Source material below:

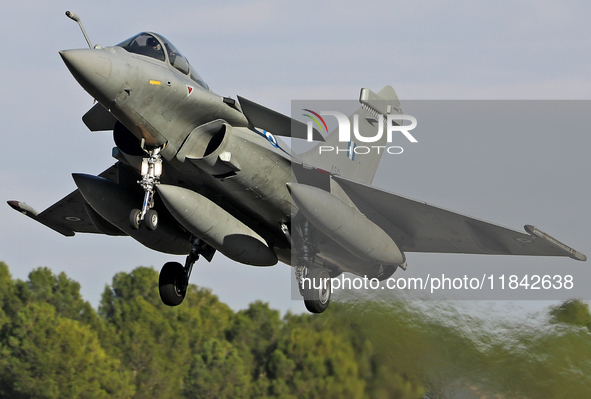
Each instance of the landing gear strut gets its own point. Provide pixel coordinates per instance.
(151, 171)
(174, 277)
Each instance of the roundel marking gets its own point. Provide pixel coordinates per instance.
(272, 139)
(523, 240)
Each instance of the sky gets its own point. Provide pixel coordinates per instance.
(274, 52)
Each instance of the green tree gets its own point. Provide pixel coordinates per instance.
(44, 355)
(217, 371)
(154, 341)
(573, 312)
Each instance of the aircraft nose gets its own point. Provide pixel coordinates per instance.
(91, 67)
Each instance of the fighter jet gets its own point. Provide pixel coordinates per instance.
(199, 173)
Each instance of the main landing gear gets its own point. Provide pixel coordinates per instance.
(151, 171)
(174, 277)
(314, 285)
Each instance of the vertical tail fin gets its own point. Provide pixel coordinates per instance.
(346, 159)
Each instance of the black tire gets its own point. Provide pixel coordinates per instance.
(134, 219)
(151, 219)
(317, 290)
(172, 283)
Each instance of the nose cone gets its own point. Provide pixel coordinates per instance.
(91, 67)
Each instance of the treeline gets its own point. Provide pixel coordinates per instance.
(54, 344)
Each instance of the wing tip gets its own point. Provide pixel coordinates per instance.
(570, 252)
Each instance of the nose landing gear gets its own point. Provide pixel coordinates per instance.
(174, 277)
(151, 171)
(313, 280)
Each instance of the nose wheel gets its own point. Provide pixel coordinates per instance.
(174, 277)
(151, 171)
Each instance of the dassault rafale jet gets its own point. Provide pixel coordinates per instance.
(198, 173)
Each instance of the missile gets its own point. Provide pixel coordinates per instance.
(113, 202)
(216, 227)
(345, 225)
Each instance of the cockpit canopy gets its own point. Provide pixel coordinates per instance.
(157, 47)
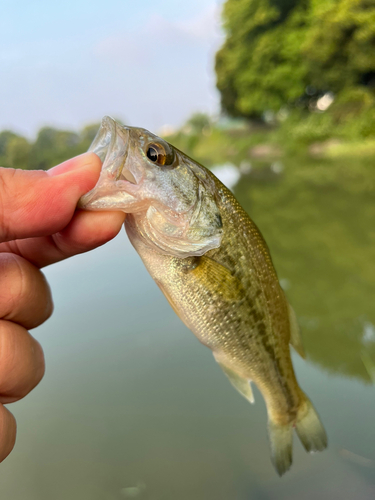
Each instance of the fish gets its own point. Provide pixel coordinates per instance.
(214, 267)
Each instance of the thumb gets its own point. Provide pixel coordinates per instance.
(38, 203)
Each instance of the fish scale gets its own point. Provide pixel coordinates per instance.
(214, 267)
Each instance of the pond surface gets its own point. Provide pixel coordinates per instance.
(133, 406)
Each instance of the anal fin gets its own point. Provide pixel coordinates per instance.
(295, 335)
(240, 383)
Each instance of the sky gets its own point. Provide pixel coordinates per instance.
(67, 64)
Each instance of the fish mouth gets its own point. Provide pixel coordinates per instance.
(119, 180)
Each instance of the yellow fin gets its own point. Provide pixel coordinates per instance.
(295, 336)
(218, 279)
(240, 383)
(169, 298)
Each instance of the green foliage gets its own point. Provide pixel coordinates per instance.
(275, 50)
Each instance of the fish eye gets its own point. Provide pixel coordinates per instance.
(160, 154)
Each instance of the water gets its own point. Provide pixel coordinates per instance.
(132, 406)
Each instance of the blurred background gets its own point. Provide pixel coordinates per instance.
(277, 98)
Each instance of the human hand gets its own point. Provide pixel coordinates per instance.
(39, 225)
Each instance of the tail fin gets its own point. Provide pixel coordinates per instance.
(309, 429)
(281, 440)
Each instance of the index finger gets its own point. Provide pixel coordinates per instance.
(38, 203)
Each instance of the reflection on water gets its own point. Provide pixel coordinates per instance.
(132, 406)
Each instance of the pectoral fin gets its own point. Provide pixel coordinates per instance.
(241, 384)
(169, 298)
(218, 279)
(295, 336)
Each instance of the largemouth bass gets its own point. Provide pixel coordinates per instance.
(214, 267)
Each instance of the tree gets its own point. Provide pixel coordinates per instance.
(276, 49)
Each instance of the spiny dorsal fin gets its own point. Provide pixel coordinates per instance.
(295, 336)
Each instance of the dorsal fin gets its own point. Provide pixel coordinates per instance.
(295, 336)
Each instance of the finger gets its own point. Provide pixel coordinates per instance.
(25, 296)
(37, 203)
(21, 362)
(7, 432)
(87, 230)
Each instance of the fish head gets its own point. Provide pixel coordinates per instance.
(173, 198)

End of Source material.

### Goal of the exercise
The result should be the listing above, restated exactly, with no pictures in it.

### Output of the exercise
Each instance of the landing gear strut gets its own point. Provide pixel coordinates per instance.
(151, 171)
(174, 277)
Each instance of the roundel marking gets its own point. Provide pixel coordinates per instance.
(272, 139)
(523, 240)
Each instance of the sky gets its own point. Provide pixel coordinates per instance.
(274, 52)
Each instance of the green tree gets its own point. Provide pixel coordinates per instance.
(44, 355)
(217, 371)
(154, 341)
(573, 312)
Each instance of the aircraft nose gets its own point. Provide pixel coordinates per instance.
(91, 67)
Each instance of the fighter jet gets its own point. Provide pixel coordinates per instance.
(199, 173)
Each instance of the main landing gear gets its own point. Provide pixel coordinates per instance.
(151, 171)
(174, 277)
(314, 285)
Each instance of the vertical tail fin gets its own point. Provide pixel coordinates per instance.
(346, 159)
Each instance of the black tire gets its own point. Provide pixel coordinates per instance.
(134, 219)
(151, 219)
(317, 290)
(172, 283)
Each instance of the nose cone gets its own point. Provide pixel coordinates per instance.
(91, 67)
Each instance of the treeline gets its own point. Provide pixel coordinates per instance.
(54, 344)
Each instance of the wing tip gets its own point. Provide pixel coordinates per instance.
(570, 252)
Each instance of the nose landing gear gets its own point. Provide pixel coordinates per instance.
(174, 277)
(151, 171)
(313, 280)
Each instance of the nose wheel gets its own point. Provide pixel coordinates per instance.
(174, 277)
(151, 171)
Each instance of the dassault rafale jet gets its own point. Provide pixel coordinates per instance.
(198, 173)
Each instance of the missile gets its own point. Provide pixel coordinates per instance.
(113, 202)
(216, 227)
(345, 225)
Each instance of the cockpit canopy gets its own point. Provide pixel coordinates per instance.
(157, 47)
Each instance of the fish gets its own point. Provide pixel coordinates per instance.
(214, 267)
Each instance of the thumb gets its own point. Provide pixel coordinates per instance.
(38, 203)
Each instance of the fish scale gets its own point. Provide pixel coordinates per instance.
(214, 267)
Each instance of the pond surface gets its own point. Provide pixel coordinates per instance.
(133, 406)
Each instance of the anal fin gets its own point. Provide pixel coordinates per instance.
(295, 335)
(240, 383)
Each instance of the sky gets its own point. Provide pixel coordinates per instance.
(67, 64)
Each instance of the fish mouth gets its own point. Provide pixel coordinates per instance.
(119, 180)
Each instance of the yellow fin gets its own point. Provide pixel coordinates per instance.
(295, 336)
(218, 279)
(240, 383)
(169, 298)
Each instance of the green foliage gets its own point. Provide pixel coordinates per instance.
(275, 50)
Each instance of the fish eye gets its own point. Provide pixel coordinates per instance.
(160, 154)
Each instance of the water gets its own point. Provide pixel coordinates per instance.
(132, 406)
Each instance of the blurred background gets its own point. Provide pixel coordinates per instance.
(277, 98)
Each instance of the human hand gets its own point. Provide pixel coordinates per instance.
(39, 225)
Each instance of the tail fin gets its own point. Provide pixel coordinates per instance.
(309, 429)
(281, 440)
Each instance of the index finger gets its own point. Provide pixel coordinates per instance.
(38, 203)
Each instance of the reflection on water gets its own point. Provide pixel coordinates per instance.
(132, 406)
Each instance of the pectoral fin gets its own point. Provide pixel coordinates per instance.
(241, 384)
(169, 298)
(218, 279)
(295, 336)
Each instance of the largemouth bass gets its own point. Provide pixel coordinates per instance.
(214, 267)
Each instance of the tree gets its own point. Provide pixel coordinates per instance.
(276, 49)
Each instance of the spiny dorsal fin gets its own point. Provide pixel coordinates per instance.
(295, 336)
Each instance of the dorsal fin gets its own point. Provide pixel coordinates per instance.
(295, 336)
Each instance of the finger gets its own point. Provide pixel coordinates per instance.
(25, 296)
(37, 203)
(21, 362)
(7, 432)
(87, 230)
Each instance of the fish head gets its own point. Provide pixel coordinates per instance.
(173, 198)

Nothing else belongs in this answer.